• _WHAT THIS EXERCISE ASKS_:
1. In the observed error text, what does line 37 of run.py call?
2. Using the traceback in the observed error text, explain why pytorch_base_runner.py appears right after pytorch_cs_appliance.py.
[[ GIVEN PASSAGE, beginning ]]
Observed Error

During execution, your training job (e.g. python ./models/nlp/gptj/run.py CSX --params ./models/nlp/gptj/configs/params_gptj_6B.yaml --mode train --python_paths /path/to/modelzoo/ --mount_dirs /path/to/data /path/to/modelzoo/ --num_epochs 1 fails with the error.

ERROR:   Uncaught exception:
Traceback (most recent call last):
 File "./transformers/pytorch/gptj/run.py", line 37, in <module>
   main()
 File "./transformers/pytorch/gptj/run.py", line 32, in main
   GptjModel, train_input_dataloader, eval_input_dataloader, set_defaults,
 File "./transformers/pytorch/gptj/../../../../modelzoo/common/pytorch/run_utils.py", line 249, in run
   return run_with_params(params, model_fn, train_data_fn, eval_data_fn)
 File "./transformers/pytorch/gptj/../../../../modelzoo/common/pytorch/run_utils.py", line 290, in run_with_params
   params, model_fn, train_data_fn, eval_data_fn
 File "./transformers/pytorch/gptj/../../../../modelzoo/common/pytorch/run_utils.py", line 333, in run_base_model_flow
   runner.train(train_loader)
 File "./transformers/pytorch/gptj/../../../../modelzoo/common/pytorch/pytorch_cs_appliance.py", line 388, in train
   super().train(dataloader)
 File "./transformers/pytorch/gptj/../../../../modelzoo/common/pytorch/pytorch_base_runner.py", line 732, in train
   exit_training = self.train_epoch(epoch, train_dataloader)
[[ GIVEN PASSAGE, end ]]
[[ EXCERPTED DATA, beginning ]]
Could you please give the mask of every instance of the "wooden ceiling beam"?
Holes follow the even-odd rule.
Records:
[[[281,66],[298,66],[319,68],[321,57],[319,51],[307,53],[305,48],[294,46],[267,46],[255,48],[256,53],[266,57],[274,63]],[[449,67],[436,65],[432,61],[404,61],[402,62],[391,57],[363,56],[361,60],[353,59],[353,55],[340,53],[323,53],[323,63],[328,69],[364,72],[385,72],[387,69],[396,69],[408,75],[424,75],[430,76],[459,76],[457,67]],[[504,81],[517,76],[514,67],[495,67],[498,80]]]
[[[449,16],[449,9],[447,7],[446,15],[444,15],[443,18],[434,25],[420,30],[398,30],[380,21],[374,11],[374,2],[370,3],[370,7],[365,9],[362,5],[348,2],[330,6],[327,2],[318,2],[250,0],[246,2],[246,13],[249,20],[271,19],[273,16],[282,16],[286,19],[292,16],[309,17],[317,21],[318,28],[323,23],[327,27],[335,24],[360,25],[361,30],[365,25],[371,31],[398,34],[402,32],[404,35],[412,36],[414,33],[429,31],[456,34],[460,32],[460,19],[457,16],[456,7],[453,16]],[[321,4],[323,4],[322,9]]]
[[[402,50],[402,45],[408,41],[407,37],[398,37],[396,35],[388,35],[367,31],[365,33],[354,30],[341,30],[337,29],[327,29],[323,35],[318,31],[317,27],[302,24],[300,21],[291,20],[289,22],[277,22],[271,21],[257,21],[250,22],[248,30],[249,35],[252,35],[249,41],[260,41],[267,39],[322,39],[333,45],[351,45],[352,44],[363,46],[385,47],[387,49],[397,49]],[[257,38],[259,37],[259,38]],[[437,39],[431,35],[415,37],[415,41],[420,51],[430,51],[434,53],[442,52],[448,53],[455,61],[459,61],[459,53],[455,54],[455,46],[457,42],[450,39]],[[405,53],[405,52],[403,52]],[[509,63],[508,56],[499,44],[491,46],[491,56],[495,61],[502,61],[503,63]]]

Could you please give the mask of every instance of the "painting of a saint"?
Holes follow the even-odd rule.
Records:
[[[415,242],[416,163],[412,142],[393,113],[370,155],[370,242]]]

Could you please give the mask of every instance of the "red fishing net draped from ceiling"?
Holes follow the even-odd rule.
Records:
[[ EXCERPTED DATA, end ]]
• _SOLVED PROBLEMS_:
1. Line 37 of run.py calls main().

2. At line 388, the train method in pytorch_cs_appliance.py calls super().train(dataloader). That hands control to the train method in pytorch_base_runner.py, which then calls self.train_epoch(epoch, train_dataloader) at line 732.